- [Task instructions]: Check every line of the material below, and show those that contain "Phrase".

- [Records for the task]:
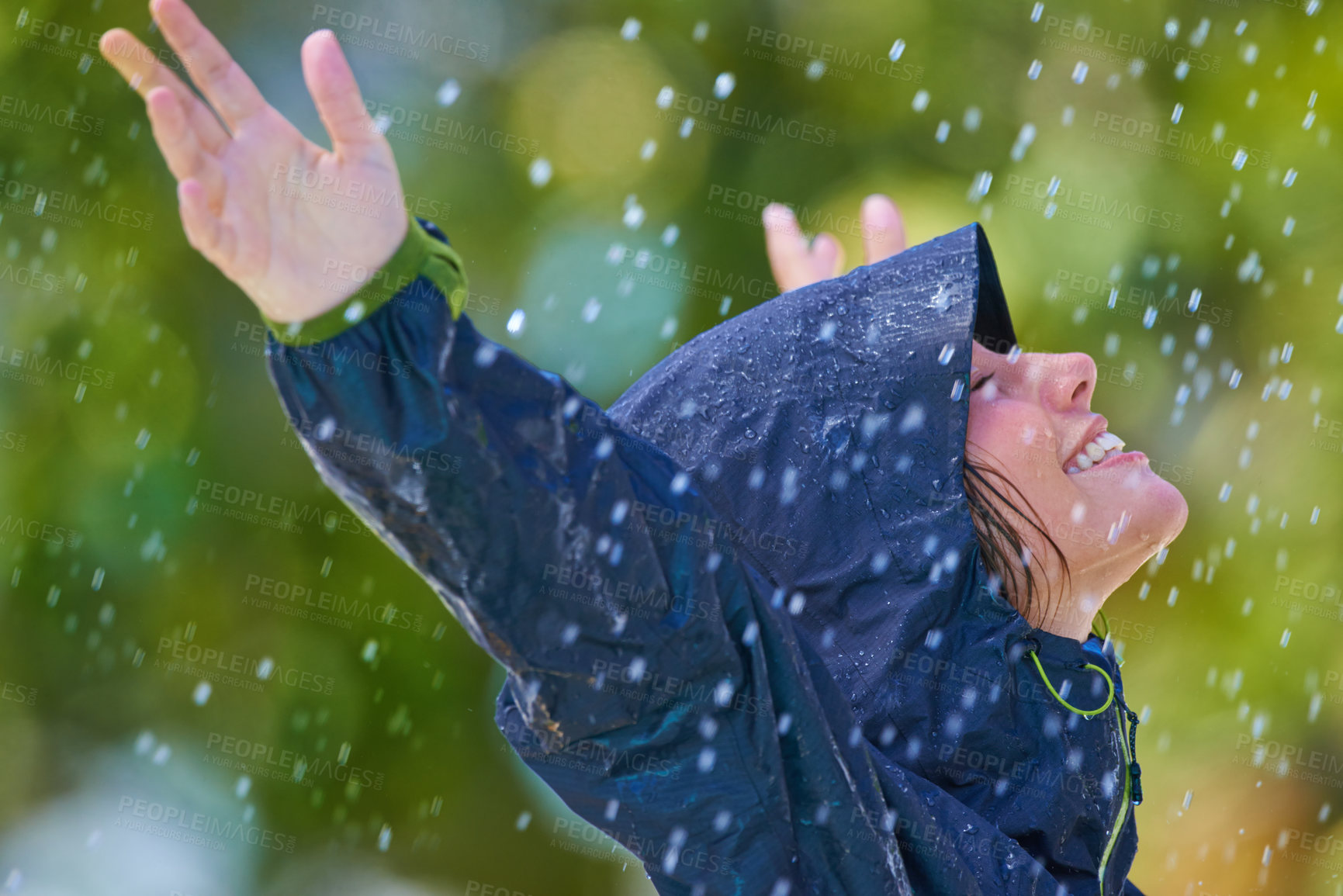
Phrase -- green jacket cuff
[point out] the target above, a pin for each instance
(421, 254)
...
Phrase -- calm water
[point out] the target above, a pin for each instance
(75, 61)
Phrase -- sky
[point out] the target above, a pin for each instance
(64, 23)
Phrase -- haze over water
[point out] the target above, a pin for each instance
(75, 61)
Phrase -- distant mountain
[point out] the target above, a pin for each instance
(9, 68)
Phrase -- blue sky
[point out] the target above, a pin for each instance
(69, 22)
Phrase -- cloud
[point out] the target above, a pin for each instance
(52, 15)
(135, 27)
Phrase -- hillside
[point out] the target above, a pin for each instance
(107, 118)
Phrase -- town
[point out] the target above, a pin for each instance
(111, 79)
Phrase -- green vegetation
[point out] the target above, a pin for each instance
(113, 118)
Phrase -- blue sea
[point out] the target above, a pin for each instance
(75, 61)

- [Written response]:
Phrase -- green jacket cuff
Phrase -- calm water
Phrase -- sky
Phrase -- haze over water
Phrase -- distant mountain
Phrase -- blue sky
Phrase -- cloud
Phrase -- hillside
Phrase -- town
Phrase -- green vegetation
Phrase -- blue sea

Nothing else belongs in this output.